-- START OF Given data --

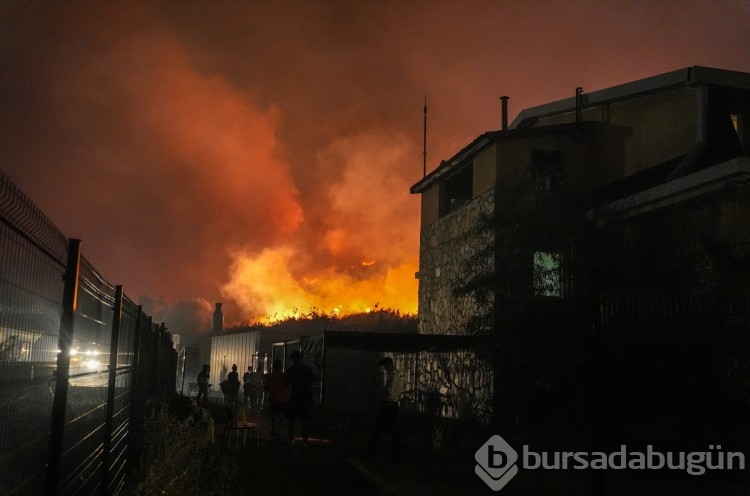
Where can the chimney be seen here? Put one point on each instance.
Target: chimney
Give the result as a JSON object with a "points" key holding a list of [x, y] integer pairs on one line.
{"points": [[218, 319], [504, 102], [579, 104]]}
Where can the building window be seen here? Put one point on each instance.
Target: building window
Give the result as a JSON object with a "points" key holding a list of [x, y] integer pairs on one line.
{"points": [[547, 168], [548, 274], [457, 189]]}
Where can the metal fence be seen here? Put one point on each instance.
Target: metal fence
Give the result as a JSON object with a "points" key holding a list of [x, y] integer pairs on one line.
{"points": [[79, 362]]}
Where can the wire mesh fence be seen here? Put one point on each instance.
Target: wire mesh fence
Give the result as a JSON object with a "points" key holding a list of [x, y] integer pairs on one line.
{"points": [[72, 400]]}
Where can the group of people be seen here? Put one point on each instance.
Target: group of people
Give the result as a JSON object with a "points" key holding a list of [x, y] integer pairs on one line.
{"points": [[290, 396]]}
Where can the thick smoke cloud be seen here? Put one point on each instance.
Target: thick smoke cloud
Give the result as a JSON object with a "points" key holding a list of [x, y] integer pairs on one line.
{"points": [[261, 153]]}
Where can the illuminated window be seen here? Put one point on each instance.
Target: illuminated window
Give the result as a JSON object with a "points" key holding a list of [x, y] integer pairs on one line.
{"points": [[547, 274]]}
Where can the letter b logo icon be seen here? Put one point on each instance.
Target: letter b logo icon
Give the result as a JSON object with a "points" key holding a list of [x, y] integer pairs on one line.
{"points": [[496, 462]]}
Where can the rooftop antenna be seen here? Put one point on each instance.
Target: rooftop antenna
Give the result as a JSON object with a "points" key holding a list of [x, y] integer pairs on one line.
{"points": [[424, 152]]}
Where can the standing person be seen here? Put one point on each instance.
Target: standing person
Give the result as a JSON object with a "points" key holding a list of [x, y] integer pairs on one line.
{"points": [[233, 384], [390, 390], [202, 378], [247, 385], [256, 388], [299, 379], [278, 396]]}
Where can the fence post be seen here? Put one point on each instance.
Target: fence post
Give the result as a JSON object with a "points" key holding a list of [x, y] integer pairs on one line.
{"points": [[108, 419], [598, 405], [62, 373], [135, 404]]}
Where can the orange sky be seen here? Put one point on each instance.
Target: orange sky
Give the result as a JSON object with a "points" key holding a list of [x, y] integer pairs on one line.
{"points": [[257, 153]]}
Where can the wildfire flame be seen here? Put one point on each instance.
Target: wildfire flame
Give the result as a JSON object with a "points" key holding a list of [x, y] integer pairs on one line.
{"points": [[266, 286]]}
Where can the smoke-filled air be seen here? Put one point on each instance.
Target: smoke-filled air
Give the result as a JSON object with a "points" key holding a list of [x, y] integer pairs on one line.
{"points": [[260, 154]]}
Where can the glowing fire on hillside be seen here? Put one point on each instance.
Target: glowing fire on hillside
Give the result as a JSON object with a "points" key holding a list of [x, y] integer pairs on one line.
{"points": [[267, 287]]}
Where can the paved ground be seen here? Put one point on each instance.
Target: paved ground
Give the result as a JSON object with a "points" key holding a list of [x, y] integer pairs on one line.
{"points": [[333, 465]]}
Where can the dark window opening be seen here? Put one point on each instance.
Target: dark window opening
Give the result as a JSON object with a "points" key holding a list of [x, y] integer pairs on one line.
{"points": [[457, 189], [547, 169]]}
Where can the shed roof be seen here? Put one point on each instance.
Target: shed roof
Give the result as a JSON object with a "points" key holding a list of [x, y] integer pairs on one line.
{"points": [[402, 342]]}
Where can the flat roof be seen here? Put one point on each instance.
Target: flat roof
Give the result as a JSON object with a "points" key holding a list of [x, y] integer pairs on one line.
{"points": [[402, 342], [687, 76]]}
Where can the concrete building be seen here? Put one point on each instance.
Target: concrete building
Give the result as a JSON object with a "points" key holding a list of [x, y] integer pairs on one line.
{"points": [[648, 182]]}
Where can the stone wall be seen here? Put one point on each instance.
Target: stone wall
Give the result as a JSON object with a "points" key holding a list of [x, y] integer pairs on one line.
{"points": [[458, 384]]}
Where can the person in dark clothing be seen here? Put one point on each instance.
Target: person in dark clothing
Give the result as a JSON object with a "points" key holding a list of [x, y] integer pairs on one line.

-- END OF Given data --

— Exercise description —
Reproduce all of the data above word for word, omitting the pictures.

— Solution —
Where can the chimney be seen here? Put one point on each instance.
Target: chimney
Give the result as a JSON object with a "points" key holding a list of [x, y] integer pairs on one line.
{"points": [[218, 319], [504, 102], [579, 104]]}
Where can the building window be seen here? Put one point on each instance.
Target: building window
Give the result as a JSON object with a "points" key holding a list of [x, y] integer pairs on one line.
{"points": [[547, 168], [548, 274], [457, 189]]}
Where can the metal fence be seen here? Put one point on each instance.
Target: metal fence
Give the result as a JSON object with a "points" key holding a list of [x, y] integer pairs on one line.
{"points": [[79, 362]]}
Where can the wire mesh fence be seen here? Put one point on each instance.
Target: wire mesh fence
Give the result as a JSON object with a "points" key holding a list of [x, y] integer pairs on one line.
{"points": [[72, 400]]}
Where can the group of people be seen here? Put one point on each instance.
Target: group of people
Give the result as a JSON object with a "points" key holding a list of [x, y] integer pairs on one line.
{"points": [[290, 396]]}
Where can the thick smoke cloud be seen here? Put one point on each instance.
Target: thick smoke cloud
Give the result as a JSON object with a "points" key holding a list of [x, y] integer pairs on one line.
{"points": [[261, 153]]}
Where can the illuminated window be seen here? Put one point on each instance.
Target: illuminated window
Give the result as a JSON object with a "points" key holding a list of [x, y] integer pairs on one line.
{"points": [[547, 274]]}
Where can the letter b logo icon be seen here? Put one point on each instance.
Target: letter b logo icon
Give the result as a JSON object with a "points" key holding a list of [x, y] integer pairs on one line.
{"points": [[496, 462]]}
Where can the rooftop antenna be seen here? Put one point on each instance.
Target: rooftop antenna
Give the result as a JSON object with a "points" key holding a list of [x, y] integer pairs on one line.
{"points": [[424, 152]]}
Where can the standing person be seen here? Put one point on each instance.
Target: standing person
Give the result as a JSON object with a "points" key holding a list of [x, y] integer pairs on one line.
{"points": [[233, 384], [390, 390], [202, 378], [247, 385], [256, 388], [299, 379], [278, 396]]}
Where can the fence post be seen here? Put one point on each instance.
Target: fence post
Give the result as a JSON object with a "points" key holding a list of [x, y] integer pairs on one line.
{"points": [[108, 419], [598, 405], [62, 373], [135, 404]]}
Where can the orange sky be seen here? Put one point on each instance.
Target: orange sky
Give the result as a JSON object with a "points" key holding a list of [x, y] integer pairs on one line.
{"points": [[257, 153]]}
Where can the wildfire flame be seen here? Put one point on each instance.
Target: wildfire flame
Give the result as a JSON object with a "points" key holding a list of [x, y] integer pairs on one line.
{"points": [[266, 286]]}
Where can the smoke-filled air be seen here? Put one point on each instance.
Target: smoke-filled air
Give the result as a JSON object with a "points" key holding a list of [x, y] integer pairs on one line.
{"points": [[260, 154]]}
Where can the glowing fire on hillside be seen here? Put one point on each instance.
Target: glowing fire on hillside
Give the result as a JSON object with a "points" key holding a list of [x, y] integer pairs on one line.
{"points": [[267, 287]]}
Where can the paved ground be seen here? Put one point on each instance.
Target: paved ground
Give the result as a JSON object with a "points" key holding a list of [x, y] integer pairs on one line.
{"points": [[333, 465]]}
Where can the dark window opening be seen here? Put one point on each instance.
Target: dark window opening
Give the result as a JSON object with a "points" key holding a list of [x, y] integer pairs on one line.
{"points": [[457, 189], [547, 169]]}
Where can the shed roof be seen here? Put one point on each instance.
Target: shed roof
Give the result as a JSON object with a "points" key holding a list of [x, y] integer pairs on one line.
{"points": [[402, 342]]}
Where can the flat roof be seen here? Put one point on each instance.
Target: flat roof
Give the result as a JSON object with a "points" key holding a list of [x, y] integer pairs on one line.
{"points": [[402, 342], [687, 76]]}
Where can the concrete building be seen here? Put one point on each instance.
Target: concrete building
Give the result as a JSON object with a "points" key holding a list of [x, y] integer pairs on one line.
{"points": [[648, 182]]}
Where can the stone wall be seen here? Put one point on each instance.
Target: stone wall
Give the result as a JSON object with a "points" key holding a list of [x, y] integer pairs on one line.
{"points": [[458, 384]]}
Where can the person in dark clothing be seen here? Put one point on each instance.
Target: person in dark clothing
Give the result as a JSON object with a "points" key holding a list of [x, y] integer pairs on one line.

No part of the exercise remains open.